Data records -
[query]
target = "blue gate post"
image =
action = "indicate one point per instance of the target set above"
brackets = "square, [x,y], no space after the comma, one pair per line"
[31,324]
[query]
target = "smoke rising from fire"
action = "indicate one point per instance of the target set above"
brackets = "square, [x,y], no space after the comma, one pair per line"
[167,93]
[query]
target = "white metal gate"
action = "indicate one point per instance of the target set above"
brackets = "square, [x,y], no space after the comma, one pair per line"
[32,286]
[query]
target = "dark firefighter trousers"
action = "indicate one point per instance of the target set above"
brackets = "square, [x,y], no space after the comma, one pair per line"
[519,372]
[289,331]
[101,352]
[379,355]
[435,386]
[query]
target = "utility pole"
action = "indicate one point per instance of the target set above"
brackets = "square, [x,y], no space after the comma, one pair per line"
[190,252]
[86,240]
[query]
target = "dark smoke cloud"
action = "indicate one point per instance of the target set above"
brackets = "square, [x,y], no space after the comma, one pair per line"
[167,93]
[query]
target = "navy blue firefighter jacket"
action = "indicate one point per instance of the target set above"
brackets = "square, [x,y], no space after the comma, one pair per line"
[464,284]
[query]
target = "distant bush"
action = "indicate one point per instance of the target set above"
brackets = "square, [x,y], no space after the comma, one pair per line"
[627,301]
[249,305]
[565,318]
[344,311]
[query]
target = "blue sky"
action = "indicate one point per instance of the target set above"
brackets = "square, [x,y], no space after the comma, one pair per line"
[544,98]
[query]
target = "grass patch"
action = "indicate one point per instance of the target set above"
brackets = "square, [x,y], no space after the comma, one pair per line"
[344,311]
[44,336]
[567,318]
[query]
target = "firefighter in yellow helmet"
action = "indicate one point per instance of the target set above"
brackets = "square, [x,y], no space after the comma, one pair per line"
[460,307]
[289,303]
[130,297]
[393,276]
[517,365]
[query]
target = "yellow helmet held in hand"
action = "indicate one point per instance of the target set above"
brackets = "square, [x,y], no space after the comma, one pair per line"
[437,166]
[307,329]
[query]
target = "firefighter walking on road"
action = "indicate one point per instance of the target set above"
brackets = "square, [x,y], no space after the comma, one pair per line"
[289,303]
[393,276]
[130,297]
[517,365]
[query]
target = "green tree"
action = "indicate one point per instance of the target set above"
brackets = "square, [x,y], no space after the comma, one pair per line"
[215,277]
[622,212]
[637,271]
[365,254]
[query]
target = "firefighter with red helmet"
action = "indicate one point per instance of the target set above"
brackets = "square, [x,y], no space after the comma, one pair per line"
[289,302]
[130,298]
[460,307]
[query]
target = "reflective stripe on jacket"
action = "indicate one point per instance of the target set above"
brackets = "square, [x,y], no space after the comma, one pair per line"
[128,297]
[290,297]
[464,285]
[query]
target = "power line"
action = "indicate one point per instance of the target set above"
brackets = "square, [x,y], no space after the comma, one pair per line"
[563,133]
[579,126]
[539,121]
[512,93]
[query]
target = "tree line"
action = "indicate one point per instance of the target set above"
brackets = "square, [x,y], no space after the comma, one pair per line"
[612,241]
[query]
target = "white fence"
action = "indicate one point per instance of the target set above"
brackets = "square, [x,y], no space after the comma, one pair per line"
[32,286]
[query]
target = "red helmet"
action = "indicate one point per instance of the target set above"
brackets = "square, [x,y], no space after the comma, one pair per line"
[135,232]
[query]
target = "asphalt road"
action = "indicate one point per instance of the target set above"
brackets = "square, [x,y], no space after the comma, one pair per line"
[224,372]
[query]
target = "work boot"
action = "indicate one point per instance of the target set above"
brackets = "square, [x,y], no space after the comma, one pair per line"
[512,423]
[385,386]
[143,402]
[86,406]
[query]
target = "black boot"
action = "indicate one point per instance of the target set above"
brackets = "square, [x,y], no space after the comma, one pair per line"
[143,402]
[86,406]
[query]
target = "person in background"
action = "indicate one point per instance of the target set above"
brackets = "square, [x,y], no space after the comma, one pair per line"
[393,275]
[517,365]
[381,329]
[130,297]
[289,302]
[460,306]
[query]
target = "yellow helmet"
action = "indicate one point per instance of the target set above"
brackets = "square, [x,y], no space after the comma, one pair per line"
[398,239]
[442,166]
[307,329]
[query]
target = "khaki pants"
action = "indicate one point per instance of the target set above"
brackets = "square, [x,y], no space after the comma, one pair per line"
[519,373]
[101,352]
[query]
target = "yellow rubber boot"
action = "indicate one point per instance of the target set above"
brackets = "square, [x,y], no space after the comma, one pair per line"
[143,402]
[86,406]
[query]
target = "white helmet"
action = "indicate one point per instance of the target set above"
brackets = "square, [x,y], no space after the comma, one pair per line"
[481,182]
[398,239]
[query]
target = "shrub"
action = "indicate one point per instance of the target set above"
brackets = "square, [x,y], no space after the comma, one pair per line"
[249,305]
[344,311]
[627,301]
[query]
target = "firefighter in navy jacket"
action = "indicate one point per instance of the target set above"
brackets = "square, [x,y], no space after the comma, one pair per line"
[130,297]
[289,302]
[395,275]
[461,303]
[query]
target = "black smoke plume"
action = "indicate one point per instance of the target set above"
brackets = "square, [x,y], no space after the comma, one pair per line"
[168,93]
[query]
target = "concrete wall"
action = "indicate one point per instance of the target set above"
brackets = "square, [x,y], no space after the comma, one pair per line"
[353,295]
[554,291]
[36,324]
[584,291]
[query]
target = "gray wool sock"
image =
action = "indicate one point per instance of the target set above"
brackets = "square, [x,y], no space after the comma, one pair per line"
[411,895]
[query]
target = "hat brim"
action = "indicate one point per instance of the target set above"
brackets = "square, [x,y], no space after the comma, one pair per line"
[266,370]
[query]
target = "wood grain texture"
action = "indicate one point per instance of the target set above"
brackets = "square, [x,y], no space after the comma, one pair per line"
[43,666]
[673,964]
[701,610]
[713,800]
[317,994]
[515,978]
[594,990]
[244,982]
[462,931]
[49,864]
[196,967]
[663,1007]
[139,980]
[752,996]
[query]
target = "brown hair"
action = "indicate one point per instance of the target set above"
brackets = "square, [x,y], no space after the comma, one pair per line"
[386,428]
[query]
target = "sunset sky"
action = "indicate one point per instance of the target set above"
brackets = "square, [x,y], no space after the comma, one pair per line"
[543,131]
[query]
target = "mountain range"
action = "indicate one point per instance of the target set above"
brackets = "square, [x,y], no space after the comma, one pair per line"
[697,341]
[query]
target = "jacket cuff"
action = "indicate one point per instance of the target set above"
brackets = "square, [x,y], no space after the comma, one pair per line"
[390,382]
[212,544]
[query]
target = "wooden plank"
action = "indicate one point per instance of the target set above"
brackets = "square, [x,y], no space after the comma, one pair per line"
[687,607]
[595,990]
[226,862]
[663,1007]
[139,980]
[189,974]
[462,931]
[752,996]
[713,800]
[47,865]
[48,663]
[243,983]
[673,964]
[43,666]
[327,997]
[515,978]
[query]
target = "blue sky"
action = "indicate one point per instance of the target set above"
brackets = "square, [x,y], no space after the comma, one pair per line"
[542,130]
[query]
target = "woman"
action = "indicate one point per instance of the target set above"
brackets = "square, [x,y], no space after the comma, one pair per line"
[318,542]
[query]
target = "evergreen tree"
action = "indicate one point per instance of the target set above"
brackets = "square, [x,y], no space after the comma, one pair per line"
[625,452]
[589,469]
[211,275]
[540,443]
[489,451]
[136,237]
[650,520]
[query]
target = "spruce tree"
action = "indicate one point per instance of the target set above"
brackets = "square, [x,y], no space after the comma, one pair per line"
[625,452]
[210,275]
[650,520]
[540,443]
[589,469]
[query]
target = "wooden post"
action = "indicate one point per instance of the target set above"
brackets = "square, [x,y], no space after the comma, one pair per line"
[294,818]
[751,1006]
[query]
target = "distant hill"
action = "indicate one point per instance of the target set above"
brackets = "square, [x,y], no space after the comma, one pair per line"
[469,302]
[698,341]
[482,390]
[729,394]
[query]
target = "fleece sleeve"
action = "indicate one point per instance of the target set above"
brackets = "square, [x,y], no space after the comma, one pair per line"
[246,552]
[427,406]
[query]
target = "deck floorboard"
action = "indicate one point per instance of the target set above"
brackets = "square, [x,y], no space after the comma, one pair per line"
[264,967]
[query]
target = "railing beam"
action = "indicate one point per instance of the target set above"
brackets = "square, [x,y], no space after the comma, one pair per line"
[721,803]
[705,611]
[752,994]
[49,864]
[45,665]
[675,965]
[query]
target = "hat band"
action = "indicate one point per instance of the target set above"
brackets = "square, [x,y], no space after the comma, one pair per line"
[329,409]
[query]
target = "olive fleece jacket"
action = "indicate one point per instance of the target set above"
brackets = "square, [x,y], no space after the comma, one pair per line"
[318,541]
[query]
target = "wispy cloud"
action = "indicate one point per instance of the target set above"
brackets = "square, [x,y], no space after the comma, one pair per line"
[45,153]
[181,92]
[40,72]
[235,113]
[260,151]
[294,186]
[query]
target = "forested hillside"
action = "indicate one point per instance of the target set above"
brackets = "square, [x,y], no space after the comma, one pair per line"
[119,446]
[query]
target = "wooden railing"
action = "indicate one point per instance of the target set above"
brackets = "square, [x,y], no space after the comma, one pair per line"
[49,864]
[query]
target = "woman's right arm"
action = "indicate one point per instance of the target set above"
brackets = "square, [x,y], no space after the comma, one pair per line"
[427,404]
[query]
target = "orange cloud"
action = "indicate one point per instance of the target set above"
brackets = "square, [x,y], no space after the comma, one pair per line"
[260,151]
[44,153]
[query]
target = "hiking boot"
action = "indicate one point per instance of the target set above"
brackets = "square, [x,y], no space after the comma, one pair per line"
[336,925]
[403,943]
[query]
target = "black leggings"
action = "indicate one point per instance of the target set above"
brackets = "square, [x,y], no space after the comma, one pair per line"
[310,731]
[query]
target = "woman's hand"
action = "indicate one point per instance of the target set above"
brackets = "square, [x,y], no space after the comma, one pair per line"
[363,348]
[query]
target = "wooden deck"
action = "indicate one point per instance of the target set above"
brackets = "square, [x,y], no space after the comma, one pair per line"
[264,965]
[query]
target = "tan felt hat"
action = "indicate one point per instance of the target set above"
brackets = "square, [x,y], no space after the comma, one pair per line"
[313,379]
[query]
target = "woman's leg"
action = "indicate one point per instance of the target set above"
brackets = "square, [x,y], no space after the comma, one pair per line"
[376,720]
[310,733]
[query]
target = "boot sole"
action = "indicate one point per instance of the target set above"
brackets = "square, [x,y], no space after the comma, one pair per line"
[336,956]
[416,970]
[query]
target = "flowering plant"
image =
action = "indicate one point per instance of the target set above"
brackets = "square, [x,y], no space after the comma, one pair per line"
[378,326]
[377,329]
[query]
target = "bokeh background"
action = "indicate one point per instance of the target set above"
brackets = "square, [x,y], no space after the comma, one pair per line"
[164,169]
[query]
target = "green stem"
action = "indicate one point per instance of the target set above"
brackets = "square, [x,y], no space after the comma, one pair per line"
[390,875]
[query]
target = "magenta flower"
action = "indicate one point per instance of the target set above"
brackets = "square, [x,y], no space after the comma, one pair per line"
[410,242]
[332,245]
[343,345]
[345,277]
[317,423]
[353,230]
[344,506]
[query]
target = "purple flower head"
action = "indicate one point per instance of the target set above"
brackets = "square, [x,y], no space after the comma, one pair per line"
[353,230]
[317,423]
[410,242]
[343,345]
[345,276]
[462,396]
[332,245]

Task description - Go through the data and gather every line that holds "wooden".

Exercise answer -
target = "wooden plank"
target = "wooden post"
target = "wooden railing"
target = "wooden deck"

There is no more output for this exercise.